THREE-W CANADA INTERNATIONAL CORPORATION,

appelante,

et

 

SA MAJESTÉ LA REINE,

intimée.

[TRADUCTION FRANÇAISE OFFICIELLE]

____________________________________________________________________

Appel entendu le 16 septembre 2013, à Toronto (Ontario)

 

Devant : L’honorable juge Patrick Boyle

 

Comparutions :

 

Représentant de l’appelante :

M. Sean Hu

 

Avocat de l’intimée :

Me Darren Prevost

____________________________________________________________________

 

JUGEMENT

L’appel de la cotisation établie au titre de la partie IX de la Loi sur la taxe d’accise, dont l’avis est daté du 19 décembre 2011, pour la période de déclaration allant du 1er janvier au 31 décembre 2010, est rejeté conformément aux motifs du jugement ci-joints.

 

Signé à Toronto (Ontario), ce 20e jour de septembre 2013.

 

 

« Patrick Boyle »

Juge Boyle

Traduction certifiée conforme

ce 21e jour d’octobre 2013.

 

Marie-Christine Gervais, traductrice


 

 

Référence : 2013 CCI 295

Date : 20130920

Dossier : 2013-227(GST)I

 

ENTRE :

 

THREE-W CANADA INTERNATIONAL CORPORATION,

appelante,

et

 

SA MAJESTÉ LA REINE,

intimée.
----------------------------------------
◆ CONSIGNE A ◆
Comptez les lignes des entrées où figure la chaîne « image », en tenant compte de la casse, puis donnez seulement ce nombre.

◆ DONNÉES AFFICHÉES ◆
----------------------------------------
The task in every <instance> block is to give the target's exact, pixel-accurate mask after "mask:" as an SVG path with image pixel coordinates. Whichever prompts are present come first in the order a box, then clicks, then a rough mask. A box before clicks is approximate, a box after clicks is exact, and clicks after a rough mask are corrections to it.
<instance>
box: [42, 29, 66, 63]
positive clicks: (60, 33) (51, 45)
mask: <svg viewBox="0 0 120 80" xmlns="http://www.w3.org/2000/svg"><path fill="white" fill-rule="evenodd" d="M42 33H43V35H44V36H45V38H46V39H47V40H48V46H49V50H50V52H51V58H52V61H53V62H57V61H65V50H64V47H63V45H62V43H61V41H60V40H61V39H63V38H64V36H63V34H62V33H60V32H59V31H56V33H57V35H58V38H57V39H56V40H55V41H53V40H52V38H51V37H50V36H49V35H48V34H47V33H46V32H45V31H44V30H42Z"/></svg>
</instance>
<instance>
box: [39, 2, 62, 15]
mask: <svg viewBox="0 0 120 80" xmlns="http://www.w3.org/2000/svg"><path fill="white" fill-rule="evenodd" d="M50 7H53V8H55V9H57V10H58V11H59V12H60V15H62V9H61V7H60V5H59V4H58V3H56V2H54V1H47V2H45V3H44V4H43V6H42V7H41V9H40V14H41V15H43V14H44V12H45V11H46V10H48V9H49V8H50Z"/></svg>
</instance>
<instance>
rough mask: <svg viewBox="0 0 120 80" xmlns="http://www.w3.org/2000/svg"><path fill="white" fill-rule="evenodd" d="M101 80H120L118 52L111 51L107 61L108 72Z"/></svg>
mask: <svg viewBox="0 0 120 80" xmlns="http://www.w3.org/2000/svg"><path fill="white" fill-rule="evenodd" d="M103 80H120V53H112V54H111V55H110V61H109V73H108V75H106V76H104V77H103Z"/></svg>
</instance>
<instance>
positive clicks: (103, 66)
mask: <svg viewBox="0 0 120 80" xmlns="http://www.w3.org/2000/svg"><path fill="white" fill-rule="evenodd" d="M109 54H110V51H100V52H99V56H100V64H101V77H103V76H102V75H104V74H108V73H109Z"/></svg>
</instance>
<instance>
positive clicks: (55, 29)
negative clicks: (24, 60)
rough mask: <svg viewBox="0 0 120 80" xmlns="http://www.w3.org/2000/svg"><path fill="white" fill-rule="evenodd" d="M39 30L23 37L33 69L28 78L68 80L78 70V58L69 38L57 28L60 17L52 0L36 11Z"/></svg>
----------------------------------------
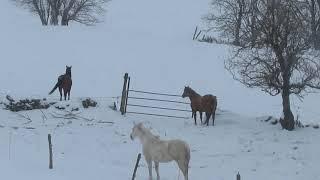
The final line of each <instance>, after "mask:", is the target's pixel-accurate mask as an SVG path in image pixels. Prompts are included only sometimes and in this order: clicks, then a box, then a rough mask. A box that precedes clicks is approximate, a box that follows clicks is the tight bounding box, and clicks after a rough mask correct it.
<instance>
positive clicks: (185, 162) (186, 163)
----------------------------------------
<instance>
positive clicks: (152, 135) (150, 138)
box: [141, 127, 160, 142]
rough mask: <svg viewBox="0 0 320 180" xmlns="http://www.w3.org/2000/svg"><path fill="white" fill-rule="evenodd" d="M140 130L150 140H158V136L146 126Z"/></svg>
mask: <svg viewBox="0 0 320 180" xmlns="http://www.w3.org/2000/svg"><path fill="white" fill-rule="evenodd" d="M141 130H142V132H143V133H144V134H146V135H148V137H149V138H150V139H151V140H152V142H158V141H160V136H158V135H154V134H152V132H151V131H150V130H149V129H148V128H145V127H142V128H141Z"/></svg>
----------------------------------------
◆ CONSIGNE B ◆
Veuillez indiquer, d'après l'extrait du document, à quelle date l'appel a été entendu.

◆ RÉPONSE A ◆
2

◆ RÉPONSE B ◆
Le 16 septembre 2013.